- _YOUR GOAL_:
Look through the lines below, find those with the word "sports", and copy them.

- _SUPPLIED INFORMATION_:
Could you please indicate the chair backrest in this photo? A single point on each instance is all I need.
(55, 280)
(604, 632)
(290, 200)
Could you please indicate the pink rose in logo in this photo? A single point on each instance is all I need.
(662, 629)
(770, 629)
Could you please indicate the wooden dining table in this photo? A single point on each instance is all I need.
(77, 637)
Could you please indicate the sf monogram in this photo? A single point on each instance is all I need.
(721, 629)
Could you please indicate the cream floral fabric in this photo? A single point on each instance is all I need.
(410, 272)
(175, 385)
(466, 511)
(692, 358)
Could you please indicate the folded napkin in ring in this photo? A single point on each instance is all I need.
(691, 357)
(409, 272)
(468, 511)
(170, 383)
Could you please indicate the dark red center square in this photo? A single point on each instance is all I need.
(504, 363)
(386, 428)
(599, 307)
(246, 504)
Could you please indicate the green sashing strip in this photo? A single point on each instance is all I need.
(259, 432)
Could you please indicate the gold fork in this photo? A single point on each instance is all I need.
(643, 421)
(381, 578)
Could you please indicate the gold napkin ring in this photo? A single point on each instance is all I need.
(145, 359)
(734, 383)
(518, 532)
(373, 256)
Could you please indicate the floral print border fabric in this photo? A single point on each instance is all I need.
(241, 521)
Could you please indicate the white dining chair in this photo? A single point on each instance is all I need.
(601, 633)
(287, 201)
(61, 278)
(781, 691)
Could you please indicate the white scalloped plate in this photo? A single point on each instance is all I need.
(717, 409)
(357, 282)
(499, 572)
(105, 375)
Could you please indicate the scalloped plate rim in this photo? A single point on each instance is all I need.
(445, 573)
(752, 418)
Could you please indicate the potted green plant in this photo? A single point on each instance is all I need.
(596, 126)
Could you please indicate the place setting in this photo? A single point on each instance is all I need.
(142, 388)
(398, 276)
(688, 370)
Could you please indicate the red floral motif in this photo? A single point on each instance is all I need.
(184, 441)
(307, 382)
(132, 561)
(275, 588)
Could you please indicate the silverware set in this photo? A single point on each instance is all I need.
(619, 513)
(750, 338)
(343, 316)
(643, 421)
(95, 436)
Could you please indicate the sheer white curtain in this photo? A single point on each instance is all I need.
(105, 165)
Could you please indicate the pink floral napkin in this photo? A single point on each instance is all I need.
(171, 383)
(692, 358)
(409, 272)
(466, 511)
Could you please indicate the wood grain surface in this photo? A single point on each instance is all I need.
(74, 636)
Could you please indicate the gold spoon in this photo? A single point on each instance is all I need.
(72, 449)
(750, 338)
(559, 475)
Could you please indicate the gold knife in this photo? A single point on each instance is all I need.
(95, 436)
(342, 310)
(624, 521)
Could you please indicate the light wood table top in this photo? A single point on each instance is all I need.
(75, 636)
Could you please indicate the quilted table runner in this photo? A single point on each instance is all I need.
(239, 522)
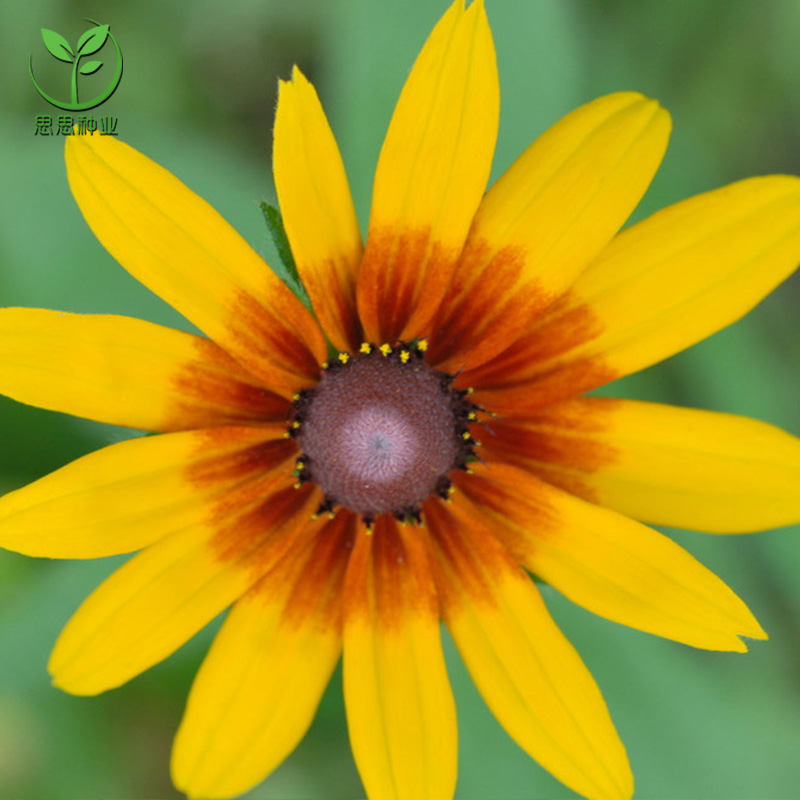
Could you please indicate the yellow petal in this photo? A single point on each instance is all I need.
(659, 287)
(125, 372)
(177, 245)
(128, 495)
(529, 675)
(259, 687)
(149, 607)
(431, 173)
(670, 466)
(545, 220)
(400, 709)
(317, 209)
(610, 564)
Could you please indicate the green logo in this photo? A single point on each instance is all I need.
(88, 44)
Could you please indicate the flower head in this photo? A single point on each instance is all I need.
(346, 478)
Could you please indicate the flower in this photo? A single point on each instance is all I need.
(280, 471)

...

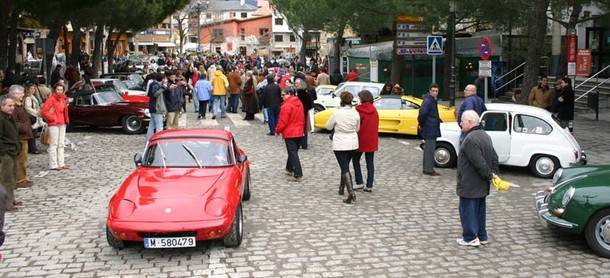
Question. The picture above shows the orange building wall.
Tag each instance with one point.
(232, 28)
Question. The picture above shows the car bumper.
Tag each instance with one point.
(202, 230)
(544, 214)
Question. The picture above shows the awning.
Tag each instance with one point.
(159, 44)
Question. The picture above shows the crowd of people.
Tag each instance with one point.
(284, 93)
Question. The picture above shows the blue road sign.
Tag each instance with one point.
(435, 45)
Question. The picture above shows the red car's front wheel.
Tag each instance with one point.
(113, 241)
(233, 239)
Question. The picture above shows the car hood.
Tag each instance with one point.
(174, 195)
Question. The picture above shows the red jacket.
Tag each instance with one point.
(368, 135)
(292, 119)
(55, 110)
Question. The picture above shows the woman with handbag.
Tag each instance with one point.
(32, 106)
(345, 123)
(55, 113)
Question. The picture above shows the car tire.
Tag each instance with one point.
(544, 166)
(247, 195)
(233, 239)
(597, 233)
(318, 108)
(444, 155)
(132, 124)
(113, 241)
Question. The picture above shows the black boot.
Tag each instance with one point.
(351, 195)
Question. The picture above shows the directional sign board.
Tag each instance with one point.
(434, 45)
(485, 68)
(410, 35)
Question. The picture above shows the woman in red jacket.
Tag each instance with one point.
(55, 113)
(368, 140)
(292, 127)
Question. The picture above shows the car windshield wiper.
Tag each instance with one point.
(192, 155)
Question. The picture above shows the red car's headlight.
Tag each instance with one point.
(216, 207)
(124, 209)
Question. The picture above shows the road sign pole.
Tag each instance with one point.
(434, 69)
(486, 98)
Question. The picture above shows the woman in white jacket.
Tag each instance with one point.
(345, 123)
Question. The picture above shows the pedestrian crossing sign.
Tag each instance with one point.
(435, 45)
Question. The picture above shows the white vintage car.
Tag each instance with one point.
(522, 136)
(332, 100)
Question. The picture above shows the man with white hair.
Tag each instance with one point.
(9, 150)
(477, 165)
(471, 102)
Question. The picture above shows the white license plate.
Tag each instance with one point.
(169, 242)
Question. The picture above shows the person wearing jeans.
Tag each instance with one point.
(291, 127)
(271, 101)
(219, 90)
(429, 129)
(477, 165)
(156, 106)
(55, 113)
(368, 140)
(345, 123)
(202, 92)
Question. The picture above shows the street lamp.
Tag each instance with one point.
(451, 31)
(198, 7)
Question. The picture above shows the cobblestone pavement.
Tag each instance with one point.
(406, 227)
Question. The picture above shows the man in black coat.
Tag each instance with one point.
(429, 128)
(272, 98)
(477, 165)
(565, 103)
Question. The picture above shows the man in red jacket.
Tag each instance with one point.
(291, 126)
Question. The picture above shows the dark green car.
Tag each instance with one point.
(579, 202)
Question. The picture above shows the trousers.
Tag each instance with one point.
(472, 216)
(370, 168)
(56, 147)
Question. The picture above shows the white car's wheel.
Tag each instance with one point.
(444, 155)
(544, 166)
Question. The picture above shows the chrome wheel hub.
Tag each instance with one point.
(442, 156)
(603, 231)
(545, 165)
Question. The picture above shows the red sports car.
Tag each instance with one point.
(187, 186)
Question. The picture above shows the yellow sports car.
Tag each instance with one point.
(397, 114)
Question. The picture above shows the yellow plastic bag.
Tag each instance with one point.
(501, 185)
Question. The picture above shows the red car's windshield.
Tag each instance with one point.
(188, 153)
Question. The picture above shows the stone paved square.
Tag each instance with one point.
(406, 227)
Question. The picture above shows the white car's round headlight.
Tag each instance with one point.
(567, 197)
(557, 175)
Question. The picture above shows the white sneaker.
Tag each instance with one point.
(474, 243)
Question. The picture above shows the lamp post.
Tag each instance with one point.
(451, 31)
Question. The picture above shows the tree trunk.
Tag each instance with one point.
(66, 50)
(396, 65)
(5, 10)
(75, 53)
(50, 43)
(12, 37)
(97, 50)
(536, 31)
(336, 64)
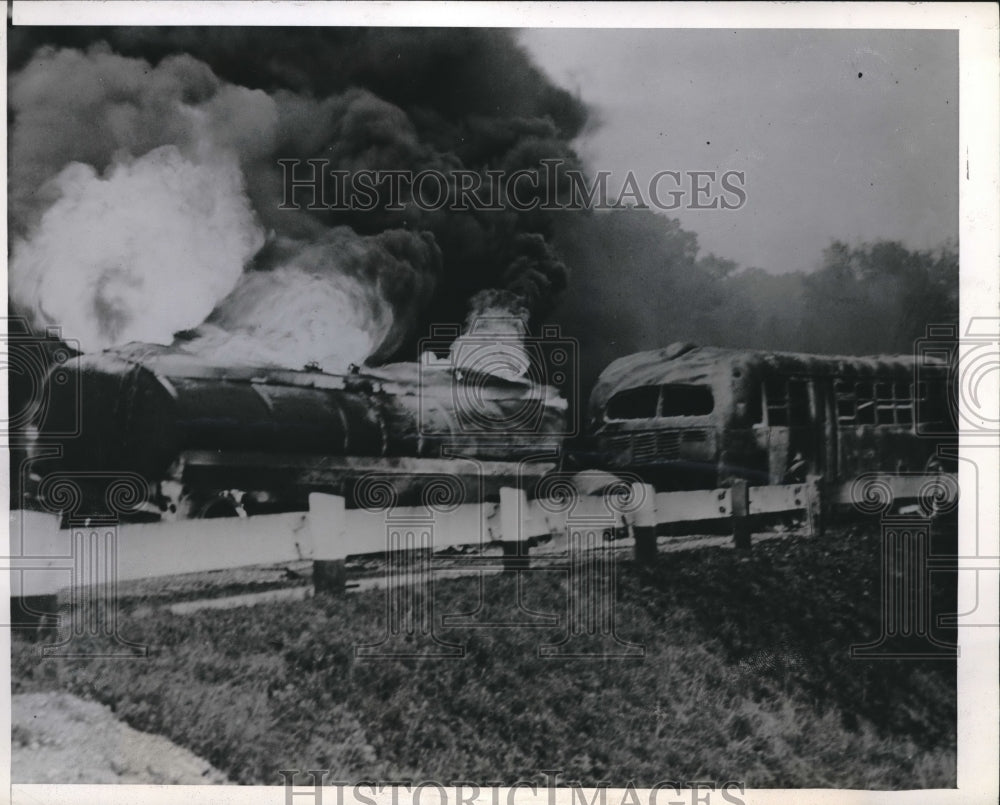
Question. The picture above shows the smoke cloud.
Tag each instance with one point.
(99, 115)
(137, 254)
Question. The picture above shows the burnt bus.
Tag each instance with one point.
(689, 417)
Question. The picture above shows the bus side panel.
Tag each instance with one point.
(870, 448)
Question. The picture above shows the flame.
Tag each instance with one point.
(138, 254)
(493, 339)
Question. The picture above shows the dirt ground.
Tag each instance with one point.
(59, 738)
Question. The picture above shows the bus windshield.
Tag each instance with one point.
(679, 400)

- _ANSWER SPACE_:
Question. The picture above shows the red sports car.
Question. The picture above shows the yellow sports car.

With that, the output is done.